Document excerpt —
* * * *
# 40" spread on the Henry's



## bekins24 (Sep 22, 2015)

Wow this guy really is king by the way he is acting. Anyone lucky enough to have a Henry's tag this year?

http://fox13now.com/2016/08/05/utah-dwr-posts-video-of-deer-with-40-inch-antler-spread/


----------



## BigT (Mar 11, 2011)

That buck should have a certain posy surrounding it over the next few weeks now.


----------



## ridgetop (Sep 13, 2007)

I see they have revised the width of that buck to 35-40", which is more realistic.
I would guess it to be around 38" wide but a really cool buck all the same.


----------



## berrysblaster (Nov 27, 2013)

https://vimeo.com/177945510

He's a cool buck for sure and some lucky hunter will hopefully smoke him!

Sent from my iPhone using Tapatalk


----------



## toasty (May 15, 2008)

ridgetop said:


> I see they have revised the width of that buck to 35-40", which is more realistic.
> I would guess it to be around 38" wide but a really cool buck all the same.


If that deer has a 40" spread, I've been scouting several deer this year that are over 30" and thinking they were around 26" or 27". I can get to 35", but no way that is a 40" spread.
* * * *
Jobs —
a - Retype the thread about the Henry's buck from "Wow this guy" up to and including "(Mar 11, 2011)".
b - In the thread about the Henry's buck, how wide does ridgetop guess the buck to be?
c - Carry on the thread about the Henry's buck from the point where it stops.
* * * *
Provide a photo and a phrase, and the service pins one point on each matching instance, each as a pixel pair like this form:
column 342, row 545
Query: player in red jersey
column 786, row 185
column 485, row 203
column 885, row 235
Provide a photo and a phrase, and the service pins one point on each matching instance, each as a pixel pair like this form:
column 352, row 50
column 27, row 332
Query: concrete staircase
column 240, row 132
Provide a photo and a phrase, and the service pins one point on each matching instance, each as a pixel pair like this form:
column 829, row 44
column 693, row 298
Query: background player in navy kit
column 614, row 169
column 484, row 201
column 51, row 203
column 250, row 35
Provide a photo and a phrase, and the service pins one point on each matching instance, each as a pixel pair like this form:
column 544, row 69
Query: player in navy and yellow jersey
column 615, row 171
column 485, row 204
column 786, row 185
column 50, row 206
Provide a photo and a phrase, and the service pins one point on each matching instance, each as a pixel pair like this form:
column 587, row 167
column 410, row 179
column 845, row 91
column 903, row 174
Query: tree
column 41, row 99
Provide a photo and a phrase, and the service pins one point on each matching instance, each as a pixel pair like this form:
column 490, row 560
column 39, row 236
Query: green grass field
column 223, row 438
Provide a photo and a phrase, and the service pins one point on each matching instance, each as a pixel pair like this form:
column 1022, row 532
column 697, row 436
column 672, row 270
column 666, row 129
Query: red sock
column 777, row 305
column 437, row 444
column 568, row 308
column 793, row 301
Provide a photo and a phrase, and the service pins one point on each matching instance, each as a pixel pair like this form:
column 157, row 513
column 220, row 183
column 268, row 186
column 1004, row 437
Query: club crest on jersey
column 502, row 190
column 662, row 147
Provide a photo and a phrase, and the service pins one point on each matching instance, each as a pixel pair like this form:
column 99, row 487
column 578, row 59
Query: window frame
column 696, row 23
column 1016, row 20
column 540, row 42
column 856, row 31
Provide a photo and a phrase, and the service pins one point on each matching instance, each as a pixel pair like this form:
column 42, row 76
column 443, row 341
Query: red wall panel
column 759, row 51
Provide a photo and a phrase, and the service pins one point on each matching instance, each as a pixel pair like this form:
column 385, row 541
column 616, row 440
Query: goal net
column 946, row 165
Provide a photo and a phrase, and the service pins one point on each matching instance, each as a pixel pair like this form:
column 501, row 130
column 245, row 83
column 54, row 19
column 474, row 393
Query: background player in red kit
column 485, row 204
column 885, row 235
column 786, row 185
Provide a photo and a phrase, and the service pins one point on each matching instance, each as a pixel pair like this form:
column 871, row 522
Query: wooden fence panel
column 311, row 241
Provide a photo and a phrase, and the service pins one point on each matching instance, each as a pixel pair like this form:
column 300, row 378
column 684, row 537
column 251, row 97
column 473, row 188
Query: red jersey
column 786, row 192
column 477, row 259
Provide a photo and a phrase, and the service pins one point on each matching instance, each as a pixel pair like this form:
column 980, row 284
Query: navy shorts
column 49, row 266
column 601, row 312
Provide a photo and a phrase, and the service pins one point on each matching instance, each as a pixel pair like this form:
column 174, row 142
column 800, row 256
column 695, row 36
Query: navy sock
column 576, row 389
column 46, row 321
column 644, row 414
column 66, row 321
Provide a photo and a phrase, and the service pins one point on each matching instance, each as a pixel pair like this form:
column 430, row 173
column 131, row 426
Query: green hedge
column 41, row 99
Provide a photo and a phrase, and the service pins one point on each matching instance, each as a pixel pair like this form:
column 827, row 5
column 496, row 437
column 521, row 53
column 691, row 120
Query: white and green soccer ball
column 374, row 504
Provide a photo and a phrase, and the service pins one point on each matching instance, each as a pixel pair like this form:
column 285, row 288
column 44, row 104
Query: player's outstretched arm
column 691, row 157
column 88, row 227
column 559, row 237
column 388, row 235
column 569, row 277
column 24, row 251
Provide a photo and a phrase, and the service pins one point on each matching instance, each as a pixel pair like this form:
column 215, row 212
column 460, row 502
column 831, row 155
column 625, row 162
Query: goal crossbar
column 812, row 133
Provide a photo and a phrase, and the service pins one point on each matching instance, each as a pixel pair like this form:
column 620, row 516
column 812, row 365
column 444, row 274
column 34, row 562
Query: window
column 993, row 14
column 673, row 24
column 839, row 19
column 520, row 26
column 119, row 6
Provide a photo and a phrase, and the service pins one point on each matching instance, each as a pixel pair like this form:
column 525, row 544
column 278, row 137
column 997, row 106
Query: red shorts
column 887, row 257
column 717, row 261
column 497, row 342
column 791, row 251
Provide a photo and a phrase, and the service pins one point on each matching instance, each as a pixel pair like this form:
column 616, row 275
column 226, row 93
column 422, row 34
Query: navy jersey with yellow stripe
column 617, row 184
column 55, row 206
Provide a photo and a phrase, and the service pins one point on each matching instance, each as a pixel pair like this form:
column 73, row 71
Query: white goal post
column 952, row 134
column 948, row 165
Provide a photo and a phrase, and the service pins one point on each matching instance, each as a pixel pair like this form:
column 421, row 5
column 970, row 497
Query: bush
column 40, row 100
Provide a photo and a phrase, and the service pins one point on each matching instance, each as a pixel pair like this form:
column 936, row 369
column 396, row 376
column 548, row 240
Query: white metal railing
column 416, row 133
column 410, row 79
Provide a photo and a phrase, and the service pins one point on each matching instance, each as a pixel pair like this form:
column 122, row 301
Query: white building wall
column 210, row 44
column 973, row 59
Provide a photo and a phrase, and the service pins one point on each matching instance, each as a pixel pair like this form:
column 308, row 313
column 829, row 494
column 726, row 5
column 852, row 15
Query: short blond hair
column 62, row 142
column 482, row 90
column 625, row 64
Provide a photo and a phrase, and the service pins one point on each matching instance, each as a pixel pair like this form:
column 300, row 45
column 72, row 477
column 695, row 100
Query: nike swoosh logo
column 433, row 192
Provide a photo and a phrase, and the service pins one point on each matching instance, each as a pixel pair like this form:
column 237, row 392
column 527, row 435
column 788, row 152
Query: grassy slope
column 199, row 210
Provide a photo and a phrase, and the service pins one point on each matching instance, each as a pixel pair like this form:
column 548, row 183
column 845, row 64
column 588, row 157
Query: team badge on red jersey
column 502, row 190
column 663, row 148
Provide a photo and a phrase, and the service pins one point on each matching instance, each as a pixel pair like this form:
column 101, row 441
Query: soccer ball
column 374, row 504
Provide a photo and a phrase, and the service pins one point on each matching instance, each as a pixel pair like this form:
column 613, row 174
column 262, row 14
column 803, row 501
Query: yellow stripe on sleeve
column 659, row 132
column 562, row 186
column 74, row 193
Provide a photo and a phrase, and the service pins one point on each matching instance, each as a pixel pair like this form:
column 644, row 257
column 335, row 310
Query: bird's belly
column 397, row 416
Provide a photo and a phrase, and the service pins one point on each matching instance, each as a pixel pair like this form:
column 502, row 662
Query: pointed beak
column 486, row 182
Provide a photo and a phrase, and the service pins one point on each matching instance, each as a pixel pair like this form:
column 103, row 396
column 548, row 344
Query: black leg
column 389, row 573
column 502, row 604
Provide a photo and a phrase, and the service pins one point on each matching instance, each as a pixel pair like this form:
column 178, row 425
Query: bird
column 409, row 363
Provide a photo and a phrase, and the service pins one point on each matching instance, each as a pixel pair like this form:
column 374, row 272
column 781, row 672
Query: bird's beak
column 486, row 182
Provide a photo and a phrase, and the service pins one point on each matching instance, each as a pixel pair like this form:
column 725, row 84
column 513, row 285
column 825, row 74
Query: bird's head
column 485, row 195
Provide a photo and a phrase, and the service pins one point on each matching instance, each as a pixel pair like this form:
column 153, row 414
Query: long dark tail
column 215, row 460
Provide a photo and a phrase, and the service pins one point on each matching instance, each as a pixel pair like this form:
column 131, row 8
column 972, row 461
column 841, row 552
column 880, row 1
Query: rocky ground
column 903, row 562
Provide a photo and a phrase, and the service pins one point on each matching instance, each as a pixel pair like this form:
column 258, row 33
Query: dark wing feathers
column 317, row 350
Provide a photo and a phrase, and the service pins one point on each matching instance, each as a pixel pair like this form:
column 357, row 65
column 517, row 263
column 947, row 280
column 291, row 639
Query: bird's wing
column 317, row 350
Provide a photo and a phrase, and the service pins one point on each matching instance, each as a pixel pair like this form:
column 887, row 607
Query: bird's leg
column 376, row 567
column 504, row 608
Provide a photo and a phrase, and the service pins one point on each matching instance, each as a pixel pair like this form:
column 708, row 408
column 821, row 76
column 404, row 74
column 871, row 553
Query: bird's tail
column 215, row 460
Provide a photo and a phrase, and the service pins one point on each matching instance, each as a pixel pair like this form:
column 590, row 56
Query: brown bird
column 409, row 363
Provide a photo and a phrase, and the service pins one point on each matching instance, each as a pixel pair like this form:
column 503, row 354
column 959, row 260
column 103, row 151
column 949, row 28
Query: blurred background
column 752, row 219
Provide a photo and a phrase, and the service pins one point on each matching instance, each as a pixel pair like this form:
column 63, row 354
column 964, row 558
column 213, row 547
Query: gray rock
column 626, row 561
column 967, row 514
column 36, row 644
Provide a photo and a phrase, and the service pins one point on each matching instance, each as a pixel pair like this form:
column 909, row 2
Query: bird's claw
* * * *
Answers to each task —
a -
Wow this guy really is king by the way he is acting. Anyone lucky enough to have a Henry's tag this year?

http://fox13now.com/2016/08/05/utah-dwr-posts-video-of-deer-with-40-inch-antler-spread/


----------



## BigT (Mar 11, 2011)

b - Around 38 inches wide.

c -
----------



## Vanilla (Dec 11, 2009)

This first picture is a buck I took in 2012. He was 34 inches on the dot. Not 34 1/8, or 33 7/8, but literally 34 inches on the nose. 

My opinion is that the buck in the video, also pictured, is at least 3-5 inches wider than mine with that junk coming off the left side. Maybe even more.


----------



## ridgetop (Sep 13, 2007)

toasty said:


> If that deer has a 40" spread, I've been scouting several deer this year that are over 30" and thinking they were around 26" or 27". I can get to 35", but no way that is a 40" spread.


Lets see some of your recent bucks.


----------



## ridgetop (Sep 13, 2007)

berrysblaster said:


> He's a cool buck for sure and some lucky hunter will hopefully smoke him!
> 
> Sent from my iPhone using Tapatalk


The way he wouldn't even look up when someone was yelling at him.
I'm sure his days are numbered.


----------



## bowhunt3r4l1f3 (Jan 12, 2011)

I believe Bullsnot has one this year. Should be a blast!


----------



## bullsnot (Aug 10, 2010)

Yes I do. I have an archery tag. I've been trying to stay low key this year, especially armed with pics of that buck. Now that the entire world knows that buck is out running around I might as well come out of the closet. I know where this buck is now but more importantly I believe I know where he came from so if pressured I think I know where he'll go.

Please don't ask how many points I had, I've received enough hate mail. ;-)

A special shout out to Scott for posting this video! JK Scott...I would've done the same thing in your shoes.


----------



## bullsnot (Aug 10, 2010)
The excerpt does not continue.